*Selected excerpt*.

In Depth

TSA's Risk-based Approach to Security

George Naccara is betting that the lift of his risk-based reforms will overcome the drag of politics and bureaucracy. And the test bed for these innovations is Boston's Logan Airport

By Scott Berinato

Page 3

Castigated by all this (and further motivated by a close-up look at shoe-bomber Richard Reid when his flight was diverted to Boston in December 2001), Logan seemed to repent and to zealously pursue forgiveness in the form of improved credibility. "The terrorists had about a 75 to 80 percent chance of succeeding hereat any airport, reallyand they did," says Tom Kinton, airport director for Massport. "We know there's no silver bullet, but we realized that what we had to do is flip those odds. Make it a 40/60 or 30/70 proposition. Terrorists, like any competitive force, won't go anywhere where success is a 50/50 proposition or worse."

Almost three years to the day after terrorists used it as a launching point, Logan was named the safest airport in America by Airport Security Report. A year after that, Kinton won the coveted Airport Director of the Year award from another trade publication. Perhaps more important than the awards, though, the airport had developed what many call "the Boston reputation" for security. Logan has become something no one could have predicted it would right after 9/11: a successful and creative security innovator and an incubator for new security technology.

[Natural language region descriptions]
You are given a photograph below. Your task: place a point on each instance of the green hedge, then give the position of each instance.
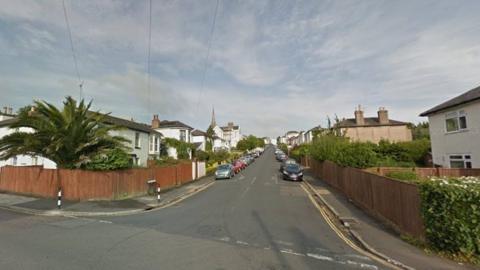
(451, 213)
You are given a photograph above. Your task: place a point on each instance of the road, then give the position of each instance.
(254, 221)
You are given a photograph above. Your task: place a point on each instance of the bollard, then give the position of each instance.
(59, 198)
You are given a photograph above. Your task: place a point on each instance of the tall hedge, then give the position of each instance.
(451, 213)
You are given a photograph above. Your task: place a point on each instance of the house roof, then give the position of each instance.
(369, 122)
(198, 132)
(174, 124)
(466, 97)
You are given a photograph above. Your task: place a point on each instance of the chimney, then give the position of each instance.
(359, 119)
(32, 111)
(383, 116)
(155, 121)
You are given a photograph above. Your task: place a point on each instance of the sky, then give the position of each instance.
(272, 66)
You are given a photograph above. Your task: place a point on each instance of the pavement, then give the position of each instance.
(253, 221)
(375, 235)
(48, 206)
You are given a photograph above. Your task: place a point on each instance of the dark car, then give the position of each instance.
(286, 162)
(293, 172)
(281, 157)
(224, 171)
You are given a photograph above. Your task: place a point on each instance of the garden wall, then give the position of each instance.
(395, 202)
(87, 185)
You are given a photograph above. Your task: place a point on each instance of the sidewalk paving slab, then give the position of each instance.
(102, 207)
(378, 235)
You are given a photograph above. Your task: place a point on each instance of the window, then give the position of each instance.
(461, 161)
(455, 121)
(183, 135)
(137, 140)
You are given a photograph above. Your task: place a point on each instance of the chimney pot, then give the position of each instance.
(155, 121)
(383, 116)
(359, 119)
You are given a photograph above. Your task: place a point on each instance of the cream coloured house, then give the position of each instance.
(455, 131)
(374, 129)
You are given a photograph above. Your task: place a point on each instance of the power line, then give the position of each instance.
(208, 54)
(73, 50)
(149, 105)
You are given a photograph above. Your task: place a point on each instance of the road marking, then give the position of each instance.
(320, 257)
(288, 251)
(340, 234)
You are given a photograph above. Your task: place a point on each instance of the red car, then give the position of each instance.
(238, 166)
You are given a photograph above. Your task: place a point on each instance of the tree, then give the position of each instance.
(70, 137)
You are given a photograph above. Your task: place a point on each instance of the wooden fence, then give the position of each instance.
(394, 202)
(427, 172)
(90, 185)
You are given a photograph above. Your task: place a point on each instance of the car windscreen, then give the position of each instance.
(292, 168)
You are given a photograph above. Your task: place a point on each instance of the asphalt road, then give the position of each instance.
(254, 221)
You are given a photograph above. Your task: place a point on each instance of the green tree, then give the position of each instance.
(71, 137)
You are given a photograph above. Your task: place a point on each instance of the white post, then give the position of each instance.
(59, 198)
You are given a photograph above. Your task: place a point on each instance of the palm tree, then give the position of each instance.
(70, 137)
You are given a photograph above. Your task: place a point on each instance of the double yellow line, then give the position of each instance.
(342, 236)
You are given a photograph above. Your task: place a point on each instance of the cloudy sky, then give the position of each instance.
(273, 65)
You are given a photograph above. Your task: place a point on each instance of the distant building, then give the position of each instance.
(199, 139)
(225, 137)
(455, 131)
(374, 129)
(173, 129)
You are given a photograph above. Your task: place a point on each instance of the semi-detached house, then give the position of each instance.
(455, 131)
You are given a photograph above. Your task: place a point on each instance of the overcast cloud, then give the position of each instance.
(274, 65)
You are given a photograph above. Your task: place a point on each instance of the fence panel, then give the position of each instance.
(393, 201)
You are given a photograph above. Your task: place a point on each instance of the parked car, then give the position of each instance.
(293, 172)
(285, 163)
(238, 165)
(224, 171)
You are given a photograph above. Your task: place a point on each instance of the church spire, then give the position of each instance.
(213, 123)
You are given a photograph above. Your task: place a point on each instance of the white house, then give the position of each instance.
(199, 139)
(144, 141)
(455, 131)
(22, 160)
(175, 130)
(139, 135)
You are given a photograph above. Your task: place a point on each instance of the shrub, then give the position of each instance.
(202, 155)
(114, 159)
(451, 214)
(357, 155)
(403, 175)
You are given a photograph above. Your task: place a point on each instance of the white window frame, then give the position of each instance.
(465, 158)
(456, 115)
(184, 139)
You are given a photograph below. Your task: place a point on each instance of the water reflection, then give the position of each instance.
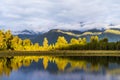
(59, 68)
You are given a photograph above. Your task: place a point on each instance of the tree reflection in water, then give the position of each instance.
(63, 64)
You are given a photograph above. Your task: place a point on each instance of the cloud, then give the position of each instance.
(43, 15)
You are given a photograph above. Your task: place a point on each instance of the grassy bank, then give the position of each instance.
(59, 53)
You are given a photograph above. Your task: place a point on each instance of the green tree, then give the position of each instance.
(45, 44)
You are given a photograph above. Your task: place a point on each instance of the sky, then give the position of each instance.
(43, 15)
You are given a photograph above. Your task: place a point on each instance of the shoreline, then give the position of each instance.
(61, 53)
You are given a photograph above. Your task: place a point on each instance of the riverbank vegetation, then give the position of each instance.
(10, 42)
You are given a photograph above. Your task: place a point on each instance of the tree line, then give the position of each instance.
(10, 42)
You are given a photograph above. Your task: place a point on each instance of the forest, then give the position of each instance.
(10, 42)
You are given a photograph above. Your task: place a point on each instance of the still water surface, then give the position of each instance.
(59, 68)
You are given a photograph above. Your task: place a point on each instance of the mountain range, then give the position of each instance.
(113, 34)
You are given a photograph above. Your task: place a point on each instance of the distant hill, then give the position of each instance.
(112, 34)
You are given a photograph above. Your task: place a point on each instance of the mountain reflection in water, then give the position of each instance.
(59, 68)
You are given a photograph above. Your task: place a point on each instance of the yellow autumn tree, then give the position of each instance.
(45, 44)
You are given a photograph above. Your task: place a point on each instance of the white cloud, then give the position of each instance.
(66, 14)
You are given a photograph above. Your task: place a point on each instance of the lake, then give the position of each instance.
(59, 68)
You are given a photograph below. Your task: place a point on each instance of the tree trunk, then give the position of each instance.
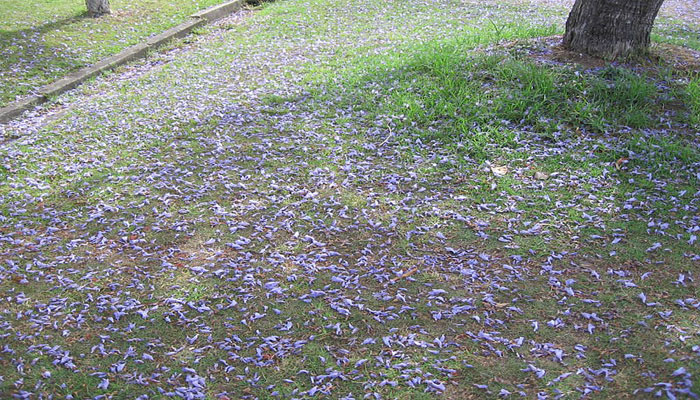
(97, 8)
(611, 29)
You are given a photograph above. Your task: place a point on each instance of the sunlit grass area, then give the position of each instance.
(356, 199)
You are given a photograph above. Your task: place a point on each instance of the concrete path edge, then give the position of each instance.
(131, 53)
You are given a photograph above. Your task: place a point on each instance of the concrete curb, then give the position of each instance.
(140, 50)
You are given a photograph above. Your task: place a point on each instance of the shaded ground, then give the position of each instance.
(355, 200)
(42, 41)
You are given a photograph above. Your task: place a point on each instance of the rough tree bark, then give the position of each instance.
(611, 29)
(97, 8)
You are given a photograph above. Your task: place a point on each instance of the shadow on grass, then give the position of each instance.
(478, 98)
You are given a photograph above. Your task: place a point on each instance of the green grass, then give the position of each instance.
(43, 40)
(298, 139)
(693, 93)
(445, 91)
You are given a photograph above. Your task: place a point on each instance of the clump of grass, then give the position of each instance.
(444, 92)
(693, 96)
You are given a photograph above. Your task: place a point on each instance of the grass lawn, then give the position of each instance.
(356, 199)
(43, 40)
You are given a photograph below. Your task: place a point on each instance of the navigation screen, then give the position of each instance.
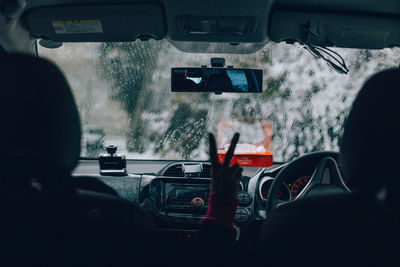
(187, 192)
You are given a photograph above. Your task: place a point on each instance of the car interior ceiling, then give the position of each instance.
(84, 217)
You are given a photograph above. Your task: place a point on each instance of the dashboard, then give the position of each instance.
(177, 196)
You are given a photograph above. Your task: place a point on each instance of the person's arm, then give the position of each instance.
(217, 234)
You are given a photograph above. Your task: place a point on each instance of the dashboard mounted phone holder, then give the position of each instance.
(112, 164)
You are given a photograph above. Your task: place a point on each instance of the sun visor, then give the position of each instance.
(106, 23)
(327, 29)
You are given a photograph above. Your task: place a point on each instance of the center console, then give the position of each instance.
(185, 198)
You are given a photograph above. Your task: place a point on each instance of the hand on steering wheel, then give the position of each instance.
(224, 178)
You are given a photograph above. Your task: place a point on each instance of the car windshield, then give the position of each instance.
(123, 92)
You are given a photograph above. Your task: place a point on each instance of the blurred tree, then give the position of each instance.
(128, 67)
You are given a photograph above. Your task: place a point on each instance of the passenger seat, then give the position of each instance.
(45, 220)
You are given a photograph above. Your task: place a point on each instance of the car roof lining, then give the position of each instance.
(162, 21)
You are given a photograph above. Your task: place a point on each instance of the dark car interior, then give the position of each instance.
(60, 209)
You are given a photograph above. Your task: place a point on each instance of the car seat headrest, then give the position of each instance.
(39, 118)
(370, 145)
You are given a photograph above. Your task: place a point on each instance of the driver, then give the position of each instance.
(358, 229)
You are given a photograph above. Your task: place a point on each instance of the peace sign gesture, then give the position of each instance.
(224, 178)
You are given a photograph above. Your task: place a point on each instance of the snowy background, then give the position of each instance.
(123, 91)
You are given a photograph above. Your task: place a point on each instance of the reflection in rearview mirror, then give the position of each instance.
(218, 80)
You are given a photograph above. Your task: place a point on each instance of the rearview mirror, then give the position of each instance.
(217, 80)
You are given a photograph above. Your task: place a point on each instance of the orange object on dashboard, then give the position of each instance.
(258, 159)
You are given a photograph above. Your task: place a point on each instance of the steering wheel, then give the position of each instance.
(326, 178)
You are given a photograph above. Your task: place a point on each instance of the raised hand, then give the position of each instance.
(224, 178)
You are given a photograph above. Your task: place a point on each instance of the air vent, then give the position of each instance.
(175, 170)
(206, 173)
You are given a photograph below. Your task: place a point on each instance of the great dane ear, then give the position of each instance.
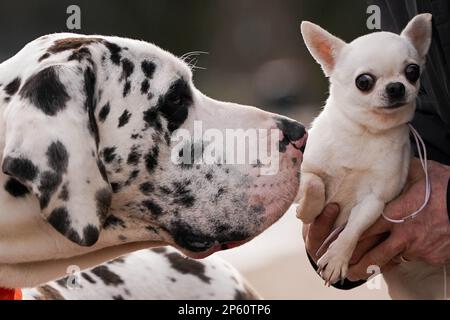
(51, 147)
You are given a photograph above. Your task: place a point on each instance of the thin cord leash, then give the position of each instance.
(423, 160)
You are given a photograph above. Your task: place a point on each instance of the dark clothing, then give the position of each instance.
(432, 117)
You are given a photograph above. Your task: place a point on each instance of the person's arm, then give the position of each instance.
(425, 238)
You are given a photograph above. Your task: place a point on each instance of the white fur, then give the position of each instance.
(358, 151)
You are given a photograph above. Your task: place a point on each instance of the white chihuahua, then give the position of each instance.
(358, 150)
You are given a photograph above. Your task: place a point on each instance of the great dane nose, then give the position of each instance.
(395, 90)
(293, 133)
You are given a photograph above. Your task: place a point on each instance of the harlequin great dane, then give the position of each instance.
(87, 167)
(158, 273)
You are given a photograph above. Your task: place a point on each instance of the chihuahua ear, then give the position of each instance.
(418, 33)
(323, 46)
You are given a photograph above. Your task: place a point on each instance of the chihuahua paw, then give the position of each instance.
(333, 266)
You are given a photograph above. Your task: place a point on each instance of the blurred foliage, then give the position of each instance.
(256, 54)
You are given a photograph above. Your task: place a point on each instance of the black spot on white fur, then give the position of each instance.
(57, 157)
(124, 118)
(12, 87)
(109, 154)
(151, 159)
(103, 198)
(114, 50)
(60, 220)
(104, 111)
(134, 156)
(148, 67)
(20, 168)
(15, 188)
(108, 277)
(127, 68)
(154, 208)
(188, 266)
(45, 91)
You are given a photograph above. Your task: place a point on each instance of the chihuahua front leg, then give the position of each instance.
(333, 265)
(312, 197)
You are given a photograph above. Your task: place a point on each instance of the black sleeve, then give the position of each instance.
(448, 199)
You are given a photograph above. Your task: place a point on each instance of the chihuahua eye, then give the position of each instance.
(412, 72)
(365, 82)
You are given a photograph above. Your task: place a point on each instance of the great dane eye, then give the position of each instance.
(412, 72)
(365, 82)
(177, 101)
(179, 94)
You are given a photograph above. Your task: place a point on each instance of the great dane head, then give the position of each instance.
(108, 146)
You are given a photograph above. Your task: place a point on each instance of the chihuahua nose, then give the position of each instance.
(293, 133)
(291, 129)
(395, 90)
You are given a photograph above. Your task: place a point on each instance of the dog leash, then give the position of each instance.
(423, 160)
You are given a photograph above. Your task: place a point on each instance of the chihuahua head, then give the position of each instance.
(374, 80)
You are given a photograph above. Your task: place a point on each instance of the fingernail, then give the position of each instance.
(332, 209)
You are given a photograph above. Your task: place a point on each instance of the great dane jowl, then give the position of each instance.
(87, 168)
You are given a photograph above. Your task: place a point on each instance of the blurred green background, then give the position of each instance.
(256, 54)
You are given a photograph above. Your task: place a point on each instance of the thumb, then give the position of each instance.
(394, 210)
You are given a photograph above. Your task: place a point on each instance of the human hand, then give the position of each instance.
(425, 238)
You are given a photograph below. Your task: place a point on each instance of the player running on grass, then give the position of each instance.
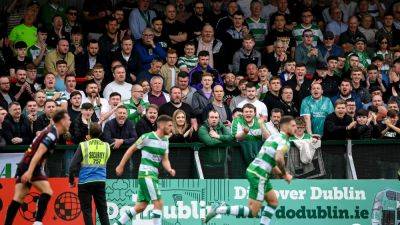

*Aim of the task*. List every person named in the article on TSA's risk-based approach to security.

*Answer space*. George Naccara, Scott Berinato, Richard Reid, Tom Kinton